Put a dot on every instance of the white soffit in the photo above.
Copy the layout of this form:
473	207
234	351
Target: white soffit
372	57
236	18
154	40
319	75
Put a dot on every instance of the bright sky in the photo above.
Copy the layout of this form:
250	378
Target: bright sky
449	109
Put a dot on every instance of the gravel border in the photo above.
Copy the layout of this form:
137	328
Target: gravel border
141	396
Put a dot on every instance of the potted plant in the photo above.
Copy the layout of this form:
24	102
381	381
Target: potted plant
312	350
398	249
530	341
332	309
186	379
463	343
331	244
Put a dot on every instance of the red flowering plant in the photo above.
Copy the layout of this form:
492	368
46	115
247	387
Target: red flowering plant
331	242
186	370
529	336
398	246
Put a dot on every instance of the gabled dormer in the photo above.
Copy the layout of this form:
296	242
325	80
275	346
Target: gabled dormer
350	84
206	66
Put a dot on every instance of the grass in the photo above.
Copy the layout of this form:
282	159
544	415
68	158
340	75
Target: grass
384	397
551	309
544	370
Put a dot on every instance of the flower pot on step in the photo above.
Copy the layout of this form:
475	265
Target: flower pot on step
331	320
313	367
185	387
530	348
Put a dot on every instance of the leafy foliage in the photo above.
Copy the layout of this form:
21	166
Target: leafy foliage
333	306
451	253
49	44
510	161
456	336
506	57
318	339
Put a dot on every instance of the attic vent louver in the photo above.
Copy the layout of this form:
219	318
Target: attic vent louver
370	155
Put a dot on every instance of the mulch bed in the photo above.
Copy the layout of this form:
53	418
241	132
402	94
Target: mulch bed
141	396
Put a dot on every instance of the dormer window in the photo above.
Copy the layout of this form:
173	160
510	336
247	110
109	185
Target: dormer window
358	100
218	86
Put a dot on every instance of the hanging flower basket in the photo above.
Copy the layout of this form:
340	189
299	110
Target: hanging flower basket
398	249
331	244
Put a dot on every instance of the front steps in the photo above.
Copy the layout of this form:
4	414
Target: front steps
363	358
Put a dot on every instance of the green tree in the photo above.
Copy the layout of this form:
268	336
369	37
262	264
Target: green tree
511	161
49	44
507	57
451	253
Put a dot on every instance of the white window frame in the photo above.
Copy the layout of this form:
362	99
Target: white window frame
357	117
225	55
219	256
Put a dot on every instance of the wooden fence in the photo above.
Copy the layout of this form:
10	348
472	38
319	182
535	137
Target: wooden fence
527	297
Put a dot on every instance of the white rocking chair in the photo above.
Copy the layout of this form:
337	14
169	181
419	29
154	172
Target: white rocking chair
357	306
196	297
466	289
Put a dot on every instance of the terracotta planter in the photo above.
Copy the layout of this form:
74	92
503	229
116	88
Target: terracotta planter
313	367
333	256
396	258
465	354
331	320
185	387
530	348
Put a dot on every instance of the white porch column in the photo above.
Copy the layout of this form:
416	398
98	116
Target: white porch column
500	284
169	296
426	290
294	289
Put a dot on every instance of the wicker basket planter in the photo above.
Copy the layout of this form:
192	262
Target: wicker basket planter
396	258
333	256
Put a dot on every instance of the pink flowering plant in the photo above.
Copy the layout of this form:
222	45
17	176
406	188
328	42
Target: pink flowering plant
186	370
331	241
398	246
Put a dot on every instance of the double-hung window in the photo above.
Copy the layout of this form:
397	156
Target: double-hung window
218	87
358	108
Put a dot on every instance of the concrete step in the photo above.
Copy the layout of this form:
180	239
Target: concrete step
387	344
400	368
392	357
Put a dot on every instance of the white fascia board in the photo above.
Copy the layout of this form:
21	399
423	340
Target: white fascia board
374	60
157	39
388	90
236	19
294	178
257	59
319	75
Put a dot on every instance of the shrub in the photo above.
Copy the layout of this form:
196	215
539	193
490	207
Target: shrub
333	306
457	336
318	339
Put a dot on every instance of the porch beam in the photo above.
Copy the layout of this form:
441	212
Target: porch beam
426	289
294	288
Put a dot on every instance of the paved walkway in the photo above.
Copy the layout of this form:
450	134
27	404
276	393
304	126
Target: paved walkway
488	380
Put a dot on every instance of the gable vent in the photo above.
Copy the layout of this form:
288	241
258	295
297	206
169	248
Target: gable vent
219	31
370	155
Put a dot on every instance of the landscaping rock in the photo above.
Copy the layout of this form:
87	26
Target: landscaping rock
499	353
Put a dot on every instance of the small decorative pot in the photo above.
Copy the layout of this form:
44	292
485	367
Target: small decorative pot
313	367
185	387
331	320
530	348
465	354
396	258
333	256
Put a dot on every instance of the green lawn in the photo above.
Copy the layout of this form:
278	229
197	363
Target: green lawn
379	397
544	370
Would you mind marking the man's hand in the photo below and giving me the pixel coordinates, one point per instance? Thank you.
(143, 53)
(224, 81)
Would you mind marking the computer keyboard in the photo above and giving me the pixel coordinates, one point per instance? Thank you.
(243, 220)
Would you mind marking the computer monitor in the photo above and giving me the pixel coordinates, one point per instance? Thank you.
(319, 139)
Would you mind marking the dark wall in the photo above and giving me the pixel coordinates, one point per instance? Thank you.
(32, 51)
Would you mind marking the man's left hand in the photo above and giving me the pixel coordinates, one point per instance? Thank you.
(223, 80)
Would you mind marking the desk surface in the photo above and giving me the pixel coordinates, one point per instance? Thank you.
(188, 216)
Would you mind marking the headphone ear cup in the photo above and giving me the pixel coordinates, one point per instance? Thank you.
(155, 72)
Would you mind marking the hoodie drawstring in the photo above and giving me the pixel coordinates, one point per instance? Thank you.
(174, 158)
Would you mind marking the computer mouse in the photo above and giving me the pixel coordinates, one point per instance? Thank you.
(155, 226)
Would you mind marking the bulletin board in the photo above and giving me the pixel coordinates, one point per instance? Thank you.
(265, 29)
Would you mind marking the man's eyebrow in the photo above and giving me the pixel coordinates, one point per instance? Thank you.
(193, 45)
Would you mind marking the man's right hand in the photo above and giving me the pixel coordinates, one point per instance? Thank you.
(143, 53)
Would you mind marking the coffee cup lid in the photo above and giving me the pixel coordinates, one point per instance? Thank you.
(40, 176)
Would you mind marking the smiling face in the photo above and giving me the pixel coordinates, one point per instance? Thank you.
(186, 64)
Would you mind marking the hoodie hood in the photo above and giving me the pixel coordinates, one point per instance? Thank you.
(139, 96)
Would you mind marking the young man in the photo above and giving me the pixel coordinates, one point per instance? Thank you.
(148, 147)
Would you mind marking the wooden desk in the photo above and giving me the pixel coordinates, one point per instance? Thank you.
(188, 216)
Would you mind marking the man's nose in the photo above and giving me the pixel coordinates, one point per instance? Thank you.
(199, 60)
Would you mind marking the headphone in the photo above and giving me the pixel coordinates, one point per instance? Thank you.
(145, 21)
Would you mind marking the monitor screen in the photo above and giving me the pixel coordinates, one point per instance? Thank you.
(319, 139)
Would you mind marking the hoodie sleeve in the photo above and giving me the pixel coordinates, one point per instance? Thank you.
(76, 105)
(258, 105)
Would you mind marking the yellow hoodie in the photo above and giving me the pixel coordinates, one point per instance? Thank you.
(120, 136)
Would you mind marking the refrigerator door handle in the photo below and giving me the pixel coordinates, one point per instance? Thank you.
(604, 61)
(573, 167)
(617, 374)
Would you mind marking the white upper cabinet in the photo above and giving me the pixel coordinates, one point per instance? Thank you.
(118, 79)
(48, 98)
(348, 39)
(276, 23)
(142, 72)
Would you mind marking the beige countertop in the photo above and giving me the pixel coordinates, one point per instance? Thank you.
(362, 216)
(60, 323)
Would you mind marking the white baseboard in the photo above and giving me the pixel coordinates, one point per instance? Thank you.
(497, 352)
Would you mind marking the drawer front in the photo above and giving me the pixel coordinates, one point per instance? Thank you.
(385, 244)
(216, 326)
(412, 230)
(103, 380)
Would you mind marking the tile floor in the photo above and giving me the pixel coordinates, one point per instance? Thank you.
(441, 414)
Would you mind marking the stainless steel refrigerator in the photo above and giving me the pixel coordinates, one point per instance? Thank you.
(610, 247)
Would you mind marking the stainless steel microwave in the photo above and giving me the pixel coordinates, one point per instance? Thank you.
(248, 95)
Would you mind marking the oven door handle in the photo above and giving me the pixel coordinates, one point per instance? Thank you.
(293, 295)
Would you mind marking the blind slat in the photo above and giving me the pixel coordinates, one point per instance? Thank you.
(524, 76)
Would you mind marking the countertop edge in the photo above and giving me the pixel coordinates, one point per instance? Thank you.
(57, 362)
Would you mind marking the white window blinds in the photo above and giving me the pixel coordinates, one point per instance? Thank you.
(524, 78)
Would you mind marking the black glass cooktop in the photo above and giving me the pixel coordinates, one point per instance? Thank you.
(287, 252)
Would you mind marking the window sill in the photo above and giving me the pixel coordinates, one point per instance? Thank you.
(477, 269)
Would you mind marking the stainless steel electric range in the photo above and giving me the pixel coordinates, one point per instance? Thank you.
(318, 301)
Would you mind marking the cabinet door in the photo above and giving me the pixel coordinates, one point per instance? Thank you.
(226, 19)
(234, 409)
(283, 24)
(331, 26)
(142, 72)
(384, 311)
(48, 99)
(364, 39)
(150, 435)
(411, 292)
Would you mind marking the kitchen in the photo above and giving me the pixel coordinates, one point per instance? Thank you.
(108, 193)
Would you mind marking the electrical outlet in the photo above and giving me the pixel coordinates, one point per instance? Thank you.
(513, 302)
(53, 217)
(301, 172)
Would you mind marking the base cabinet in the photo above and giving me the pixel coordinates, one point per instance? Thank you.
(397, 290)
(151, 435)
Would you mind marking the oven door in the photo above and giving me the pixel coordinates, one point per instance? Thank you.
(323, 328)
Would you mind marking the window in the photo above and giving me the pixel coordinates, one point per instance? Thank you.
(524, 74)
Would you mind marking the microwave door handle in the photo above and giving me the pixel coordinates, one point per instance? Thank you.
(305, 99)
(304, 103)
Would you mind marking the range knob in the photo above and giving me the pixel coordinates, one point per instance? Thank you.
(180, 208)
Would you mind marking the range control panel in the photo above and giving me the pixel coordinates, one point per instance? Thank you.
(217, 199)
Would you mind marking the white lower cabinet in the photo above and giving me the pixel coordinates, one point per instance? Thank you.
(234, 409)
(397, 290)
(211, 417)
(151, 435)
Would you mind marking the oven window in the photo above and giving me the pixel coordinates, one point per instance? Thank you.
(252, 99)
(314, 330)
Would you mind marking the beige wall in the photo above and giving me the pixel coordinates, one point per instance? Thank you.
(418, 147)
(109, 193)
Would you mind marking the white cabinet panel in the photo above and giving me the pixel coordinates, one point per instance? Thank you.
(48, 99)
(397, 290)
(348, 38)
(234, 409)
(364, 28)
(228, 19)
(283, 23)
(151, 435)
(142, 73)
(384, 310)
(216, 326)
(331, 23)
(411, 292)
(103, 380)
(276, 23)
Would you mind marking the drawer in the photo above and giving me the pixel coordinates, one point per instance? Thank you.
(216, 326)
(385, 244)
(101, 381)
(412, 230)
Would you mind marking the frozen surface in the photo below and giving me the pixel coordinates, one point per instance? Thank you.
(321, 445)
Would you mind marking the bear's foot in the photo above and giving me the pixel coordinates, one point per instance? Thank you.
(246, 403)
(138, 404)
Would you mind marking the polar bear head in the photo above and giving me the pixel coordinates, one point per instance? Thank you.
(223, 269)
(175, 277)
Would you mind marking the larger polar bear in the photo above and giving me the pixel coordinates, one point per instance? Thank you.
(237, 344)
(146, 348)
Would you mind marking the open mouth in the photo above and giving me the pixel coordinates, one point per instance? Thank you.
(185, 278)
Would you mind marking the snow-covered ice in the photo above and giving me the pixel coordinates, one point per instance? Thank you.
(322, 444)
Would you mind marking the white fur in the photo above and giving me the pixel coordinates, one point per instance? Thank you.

+ + + + +

### STATED PROBLEM
Locate the line that contains "Would you mind marking the white cabinet". Repeat it and every line after it, up to and including the final line, exactly.

### REPLY TO THE EXERCISE
Would you mind marking the white cabinet panel in the photo above and giving me the pixel coordinates, one point per instance? Thank you.
(48, 99)
(397, 290)
(348, 38)
(234, 409)
(364, 28)
(228, 19)
(283, 23)
(151, 435)
(142, 73)
(384, 310)
(216, 326)
(331, 23)
(411, 292)
(103, 380)
(276, 23)
Would you mind marking the drawer in the photo above and giving me the pixel coordinates, one point per instance? Thank you.
(216, 326)
(385, 244)
(101, 381)
(412, 230)
Would you mind marking the frozen surface in the photo below and giving me the pixel coordinates, one point per instance? Thank you.
(321, 445)
Would you mind marking the bear's foot in the photo above and giving me the pixel coordinates, one point per instance? Thank you.
(246, 403)
(138, 404)
Would you mind marking the polar bear head in the photo above and giving me the pixel coordinates, one point per instance? Thank you.
(223, 269)
(175, 277)
Would you mind marking the larger polar bear in the photo above and giving me the pixel coordinates, one point per instance? Thank you.
(237, 344)
(146, 348)
Would you mind marking the open mouth in the photo above and giving me the pixel coordinates, one point per instance? Thank you.
(185, 278)
Would you mind marking the snow-covered ice in the photo above and giving me the pixel coordinates, one point per instance? Thank you.
(322, 444)
Would you mind marking the white fur in the photo above and giving me the pixel coordinates, one point per instance? Thank you.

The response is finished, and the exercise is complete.